-- Text segment --
== == ==

Wikipedia talk:Wikipedia Signpost/2008-08-11/Growth study

Discussion moved from tip line

edit

In a study published in the August issue of Communications of the ACM entitled "The Collaborative Organization of Knowledge," computer scientists Diomidis Spinellis and Panagiotis Louridas analyze the relationship between references to non-existent articles (redlinks) and the creation of new articles. The study, based on the February 2006 dump of English Wikipedia because more recent dumps were unavailable (for shame!), finds that the ratio of complete (i.e., non-stub) articles to incomplete (non-existent or stub) articles remained nearly constant between 2003 and 2006 (about 1.8 incomplete articles per complete article). A trend in either direction, according to the authors, would indicate an unsustainable growth pattern. If the average number of redlinks per article is increasing, it means that Wikipedia is becoming diffuse and will become less useful as more and more the terms in the average article are not covered. If the average number is decreasing, it suggests that Wikipedia's growth will slow or stop as the number of links to uncreated articles approaches zero. The stable redlink ratio suggests that Wikipedia is a scale-free network, in principle capable of unlimited growth.

== == ==

-- Given records --

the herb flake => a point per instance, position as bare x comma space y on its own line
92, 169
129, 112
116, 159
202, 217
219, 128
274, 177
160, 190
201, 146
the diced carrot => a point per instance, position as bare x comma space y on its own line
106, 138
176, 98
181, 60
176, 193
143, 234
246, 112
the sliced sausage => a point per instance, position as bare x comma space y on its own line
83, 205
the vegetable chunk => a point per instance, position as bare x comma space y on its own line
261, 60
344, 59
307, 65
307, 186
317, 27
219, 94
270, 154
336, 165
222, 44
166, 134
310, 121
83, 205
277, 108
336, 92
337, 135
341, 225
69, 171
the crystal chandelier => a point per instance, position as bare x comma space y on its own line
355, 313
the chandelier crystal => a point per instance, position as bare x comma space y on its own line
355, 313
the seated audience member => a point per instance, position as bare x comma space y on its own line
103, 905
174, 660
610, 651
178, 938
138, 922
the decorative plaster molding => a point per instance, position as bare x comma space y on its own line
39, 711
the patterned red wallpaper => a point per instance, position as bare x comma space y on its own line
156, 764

== == ==

-- Objective --
Please condense the paragraph beginning "In a study published in the August issue" from the growth study text into a short bulleted list of its main facts.

-- Response for this exercise --
- Diomidis Spinellis and Panagiotis Louridas published "The Collaborative Organization of Knowledge" in the August issue of Communications of the ACM. It studies how redlinks (references to non-existent articles) relate to the creation of new articles.
- The study used the February 2006 dump of English Wikipedia because more recent dumps were unavailable.
- From 2003 to 2006, the ratio of incomplete (non-existent or stub) articles to complete articles stayed nearly constant, at about 1.8 to 1.
- The authors say a trend either way would mean unsustainable growth:
  - If redlinks per article rise, Wikipedia becomes diffuse and less useful.
  - If they fall, growth slows or stops as links to uncreated articles approach zero.
- The stable ratio suggests Wikipedia is a scale-free network, in principle capable of unlimited growth.